START INFORMATION

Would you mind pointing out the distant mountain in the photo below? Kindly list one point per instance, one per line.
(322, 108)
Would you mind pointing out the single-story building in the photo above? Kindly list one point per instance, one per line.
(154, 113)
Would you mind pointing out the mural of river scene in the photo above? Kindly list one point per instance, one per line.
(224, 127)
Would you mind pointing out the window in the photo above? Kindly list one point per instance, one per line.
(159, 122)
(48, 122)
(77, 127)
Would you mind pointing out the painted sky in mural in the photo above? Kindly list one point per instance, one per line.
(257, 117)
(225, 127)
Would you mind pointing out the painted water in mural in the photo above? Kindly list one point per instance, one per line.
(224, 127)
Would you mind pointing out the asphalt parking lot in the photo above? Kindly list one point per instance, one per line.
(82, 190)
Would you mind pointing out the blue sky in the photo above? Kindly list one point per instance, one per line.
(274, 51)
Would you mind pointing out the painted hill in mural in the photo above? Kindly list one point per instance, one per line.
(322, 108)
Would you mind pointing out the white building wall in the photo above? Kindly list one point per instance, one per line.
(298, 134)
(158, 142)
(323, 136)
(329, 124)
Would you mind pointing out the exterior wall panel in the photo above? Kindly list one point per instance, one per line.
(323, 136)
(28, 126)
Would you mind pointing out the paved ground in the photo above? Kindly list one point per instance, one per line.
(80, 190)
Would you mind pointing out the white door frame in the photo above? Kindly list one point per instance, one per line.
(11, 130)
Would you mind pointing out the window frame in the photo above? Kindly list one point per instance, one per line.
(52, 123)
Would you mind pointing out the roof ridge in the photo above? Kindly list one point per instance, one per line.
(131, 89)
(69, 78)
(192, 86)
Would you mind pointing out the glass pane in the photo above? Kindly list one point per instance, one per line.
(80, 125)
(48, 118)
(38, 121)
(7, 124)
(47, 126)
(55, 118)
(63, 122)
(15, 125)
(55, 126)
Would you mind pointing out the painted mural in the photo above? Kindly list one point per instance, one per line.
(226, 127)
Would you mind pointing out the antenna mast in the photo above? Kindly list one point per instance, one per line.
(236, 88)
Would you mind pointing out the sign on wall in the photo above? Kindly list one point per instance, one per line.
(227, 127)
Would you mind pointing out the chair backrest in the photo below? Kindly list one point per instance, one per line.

END INFORMATION

• _TASK STATEMENT_
Would you please transcribe the records above in full and exactly?

• _PROBLEM SOLUTION_
Would you mind pointing out the distant mountain in the photo below? Kindly list one point per instance, one per line.
(322, 108)
Would you mind pointing out the single-story building in the photo above? Kindly list one point per instance, one per line.
(154, 113)
Would you mind pointing out the mural of river scene in the photo above? Kindly list one point per instance, one per line.
(224, 127)
Would you mind pointing out the window in the photo above? Kindly list one point per instance, one per line.
(159, 122)
(48, 122)
(77, 127)
Would you mind pointing out the painted sky in mural in the photo above? Kindly list one point per instance, one per line.
(257, 117)
(225, 127)
Would you mind pointing out the painted water in mural in the photo above? Kindly list one point per instance, one per line.
(224, 127)
Would you mind pointing out the asphalt parking lot in the photo above? Kindly list one point per instance, one per line.
(82, 190)
Would you mind pointing out the blue sky in the photo above? Kindly list one point per instance, one per line.
(274, 51)
Would you mind pointing out the painted hill in mural in the photo above? Kindly list one point per instance, one per line.
(322, 108)
Would you mind pointing out the white building wall in the photo above? Kindly list one point per instance, one per line.
(298, 134)
(158, 142)
(323, 136)
(329, 124)
Would you mind pointing out the exterior wall panel in the photo above? Kindly list one point per instance, one per line.
(323, 136)
(28, 126)
Would you mind pointing out the paved ground in the photo above? Kindly list one point per instance, one per line.
(80, 190)
Would you mind pointing out the white door frame in the photo above? Kindly list one point per instance, one per line.
(11, 130)
Would you mind pointing out the window frame in the photo above? Kindly list one point per instance, one per line.
(52, 123)
Would you mind pointing out the roof ridge in the photo above? Kindly list one point per instance, one per line.
(131, 89)
(69, 78)
(192, 86)
Would you mind pointing out the glass pane in the photo above? Kindly list one point per instance, one per line.
(80, 125)
(48, 118)
(38, 121)
(7, 124)
(47, 126)
(55, 118)
(63, 122)
(15, 125)
(55, 126)
Would you mind pointing out the painted mural in the photo above? Kindly list one point per instance, one per line.
(226, 127)
Would you mind pointing out the antenna mast in the photo above? Kindly list one point per instance, one per line.
(236, 88)
Would you mind pointing out the sign on wall in the photo above? Kindly list one point per instance, one per line.
(227, 127)
Would you mind pointing out the chair backrest in the photo below? Kindly list one point per instance, one per line.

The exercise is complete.